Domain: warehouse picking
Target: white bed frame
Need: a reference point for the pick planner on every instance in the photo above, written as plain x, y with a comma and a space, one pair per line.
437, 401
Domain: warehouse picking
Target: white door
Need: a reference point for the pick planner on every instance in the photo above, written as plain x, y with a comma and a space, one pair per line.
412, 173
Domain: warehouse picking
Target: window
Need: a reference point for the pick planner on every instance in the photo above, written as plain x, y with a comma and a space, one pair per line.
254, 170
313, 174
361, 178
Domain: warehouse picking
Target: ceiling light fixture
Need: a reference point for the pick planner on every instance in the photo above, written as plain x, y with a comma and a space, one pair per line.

> The task: Rescale the records above by copying every line, requests included, with each coordinate in the answers multiplied by 0.4 and rounded to a whole number, halves up.

> Task result:
Domain: warehouse picking
Target: white bed frame
Need: a reference point for the pick planner on every instance in the photo above, written as plain x, y with a comma and a space, one pair per line.
175, 160
Domain: warehouse picking
Target: white door
Need: a reference point for the pick planner on every instance in the photo above, written as plain x, y with a comma and a space, one pair per line.
165, 69
Domain: warehouse picking
Target: window
Need: a reference point for the pick planner on every instance in the photo above, written as plain x, y with a comma and a space, one pair per line.
102, 68
125, 70
144, 71
Domain: warehouse picking
Target: ceiling light fixture
Need: a reference point for the pick planner on every instance in the photo above, written as plain x, y with a comma and a space, one pair per line.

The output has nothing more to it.